#### Quoted passage ####

Senate's political center shifts more to the right
Having more conservatives won't make it any less challenging for Bush.
LOS ANGELES TIMES
WASHINGTON -- It would be hard to find two politicians more different than John Breaux and David Vitter.
Breaux, who is retiring from the Senate, is a centrist Louisiana Democrat and pragmatic deal maker who shuttles between parties in search of legislative compromises.
Vitter, who was elected to succeed Breaux, is one of the most conservative Republicans in the House. He likes term limits, loathes gambling and rarely votes against his party or the president.
Centrists leaving
That changing of the guard is part of a broader trend emerging from Election Day that helps explain why the Senate -- like the greater political landscape -- has become so polarized. The centrists are leaving Congress in droves; unvarnished conservatives are arriving in their place.
The retirement of Breaux and several other Southern Democrats depletes even further the dwindling ranks of lawmakers inclined to work across party lines. They are being replaced largely by a younger generation of Republicans, schooled in a more uncompromising form of conservatism.
Six of the seven Republican senators-elect are former members of the House -- a far more partisan, combative institution ever since firebrand Republican Newt Gingrich ran the place. Two of the newcomers were backed by the Club for Growth, a group dedicated to clipping the GOP's liberal wing. Most of the newly elected senators are significantly more conservative than those they are replacing.
"It's a sea change in terms of losing the political center," said Sen. Olympia Snowe, R-Maine, co-chair of the Senate's bipartisan Centrist Coalition.
Pressure
The rightward shift will put pressure on the GOP moderates who remain. When Sen. Arlen Specter, R-Pa., who is in line to head the Judiciary Committee, recently predicted that anti-abortion judicial nominees would have a difficult time getting Senate approval, conservatives clamored for him to be denied the chairmanship.
But the Senate makeup also presents a challenge for Bush: Although the 2004 elections have given him more Republican lawmakers dedicated to his agenda, most of the new senators are not the kind of bipartisan coalition-builders the president will need to enact his plans to overhaul the tax code and Social Security.

####

→ **Tasks**:
1. In the article about the Senate's shift to the right, how many of the seven Republican senators-elect previously served in the House?
2. Pick up the article on the Senate's rightward shift after its last sentence and keep writing.

#### Material supplied ####

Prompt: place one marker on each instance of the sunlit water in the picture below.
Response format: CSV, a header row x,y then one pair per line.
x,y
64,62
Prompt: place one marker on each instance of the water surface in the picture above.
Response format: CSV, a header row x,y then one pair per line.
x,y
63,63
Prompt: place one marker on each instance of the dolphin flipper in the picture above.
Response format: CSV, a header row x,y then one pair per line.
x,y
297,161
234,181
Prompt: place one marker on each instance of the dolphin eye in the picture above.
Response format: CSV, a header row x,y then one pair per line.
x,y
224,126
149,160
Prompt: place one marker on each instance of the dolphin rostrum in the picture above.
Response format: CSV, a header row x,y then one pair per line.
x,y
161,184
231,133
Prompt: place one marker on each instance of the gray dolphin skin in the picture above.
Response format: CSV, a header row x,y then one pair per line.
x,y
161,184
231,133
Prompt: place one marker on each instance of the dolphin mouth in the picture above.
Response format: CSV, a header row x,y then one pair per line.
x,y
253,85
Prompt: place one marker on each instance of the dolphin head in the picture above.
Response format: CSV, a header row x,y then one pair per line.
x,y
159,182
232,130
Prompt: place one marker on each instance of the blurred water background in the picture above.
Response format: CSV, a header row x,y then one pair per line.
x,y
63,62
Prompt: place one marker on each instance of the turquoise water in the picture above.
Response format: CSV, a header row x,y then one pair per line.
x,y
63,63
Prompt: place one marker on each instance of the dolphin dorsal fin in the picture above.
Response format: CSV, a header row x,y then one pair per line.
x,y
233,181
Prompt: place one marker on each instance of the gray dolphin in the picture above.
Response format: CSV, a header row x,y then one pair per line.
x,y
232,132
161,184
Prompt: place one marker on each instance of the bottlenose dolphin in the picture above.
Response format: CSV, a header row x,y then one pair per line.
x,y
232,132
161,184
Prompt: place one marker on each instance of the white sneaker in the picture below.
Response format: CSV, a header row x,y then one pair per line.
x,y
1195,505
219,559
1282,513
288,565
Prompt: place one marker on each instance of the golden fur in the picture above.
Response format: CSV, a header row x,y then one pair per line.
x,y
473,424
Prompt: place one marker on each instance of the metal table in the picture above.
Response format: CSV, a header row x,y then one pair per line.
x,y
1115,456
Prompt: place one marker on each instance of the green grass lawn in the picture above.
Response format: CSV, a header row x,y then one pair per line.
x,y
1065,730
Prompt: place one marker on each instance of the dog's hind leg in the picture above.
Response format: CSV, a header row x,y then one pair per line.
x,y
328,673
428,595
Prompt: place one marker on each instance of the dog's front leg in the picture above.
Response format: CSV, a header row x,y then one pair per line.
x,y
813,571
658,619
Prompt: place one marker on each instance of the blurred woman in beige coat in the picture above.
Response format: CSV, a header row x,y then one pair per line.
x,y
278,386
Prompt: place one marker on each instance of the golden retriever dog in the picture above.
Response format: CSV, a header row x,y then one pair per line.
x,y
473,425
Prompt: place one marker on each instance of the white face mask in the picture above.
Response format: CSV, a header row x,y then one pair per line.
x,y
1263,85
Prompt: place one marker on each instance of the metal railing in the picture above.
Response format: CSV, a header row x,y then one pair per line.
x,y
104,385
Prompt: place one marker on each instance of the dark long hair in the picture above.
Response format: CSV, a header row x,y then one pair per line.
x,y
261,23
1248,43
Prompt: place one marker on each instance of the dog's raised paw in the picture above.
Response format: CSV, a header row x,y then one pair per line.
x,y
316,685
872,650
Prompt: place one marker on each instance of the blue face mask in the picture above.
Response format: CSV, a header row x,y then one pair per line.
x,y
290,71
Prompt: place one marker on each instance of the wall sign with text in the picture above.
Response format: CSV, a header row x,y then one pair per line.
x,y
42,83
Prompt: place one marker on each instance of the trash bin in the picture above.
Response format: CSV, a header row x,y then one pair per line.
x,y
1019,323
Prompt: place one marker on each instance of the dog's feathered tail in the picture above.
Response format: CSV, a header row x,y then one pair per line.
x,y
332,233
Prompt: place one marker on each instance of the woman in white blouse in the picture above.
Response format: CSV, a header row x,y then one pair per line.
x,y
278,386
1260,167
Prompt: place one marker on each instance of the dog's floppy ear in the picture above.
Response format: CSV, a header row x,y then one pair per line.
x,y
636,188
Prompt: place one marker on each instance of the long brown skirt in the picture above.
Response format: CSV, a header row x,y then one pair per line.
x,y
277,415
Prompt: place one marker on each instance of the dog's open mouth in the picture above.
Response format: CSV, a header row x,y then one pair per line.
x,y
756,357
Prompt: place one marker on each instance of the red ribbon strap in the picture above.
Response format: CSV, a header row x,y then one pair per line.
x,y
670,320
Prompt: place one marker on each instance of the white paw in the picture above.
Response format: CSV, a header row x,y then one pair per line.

####

→ **Response list**:
1. Six of them.

2.
Because those aims are more ambitious and riskier than his first-term agenda of tax cuts and expanded Medicare benefits, many analysts say it will be even more important for Bush to seek bipartisan support.
"It will necessitate consensus building, especially on the large issues the president is talking about," Snowe said. "I don't see how it can be a unilateral approach."
With the retirement of Breaux, Bush is losing one of the very few Democrats who supported his idea of allowing workers to invest Social Security taxes in private accounts. The Louisiana lawmaker also brokered a compromise on Bush's 2001 tax cut and was one of two Democrats who had a hand in writing last year's Medicare bill.
The influx of new conservatives also may harden Senate Majority Leader Bill Frist, R-Tenn., against compromise.
"The pressure on Frist -- to be hard-nosed and try to run over the Democrats rather than accommodate them -- will be pretty high," said Barbara Sinclair, a University of California, Los Angeles political scientist.
So while the Senate in recent years has tempered the conservatism of the House on taxes, spending and social issues, House Republicans now should find more allies in their campaigns to slash government spending, revamp the tax code and curb abortion.
Divisions
But even with their wider margins in the House and Senate, Bush and GOP leaders will have to navigate divisions within their own ranks among conservatives with different priorities. While religious conservatives may want to emphasize moral issues such as new abortion curbs or a ban on gay marriage, other Republicans care more about pushing Bush's plans to overhaul the tax code and Social Security. Fiscal conservatives, meanwhile, may prove a drag on efforts to overhaul Social Security because of concerns about the high cost of making the transition to a new system.
The political center of the Senate has dwindled so much after the 2004 elections in part because so many Southern Democrats retired.
In addition to the bridge-builder Breaux, Sen. Zell Miller of Georgia -- a Democrat so conservative that he was invited to speak at the Republican National Convention in August -- is leaving the chamber. Other Southern Democrats on the way out include Ernest F. Hollings of South Carolina and Bob Graham of Florida, who are more moderate than many in their party.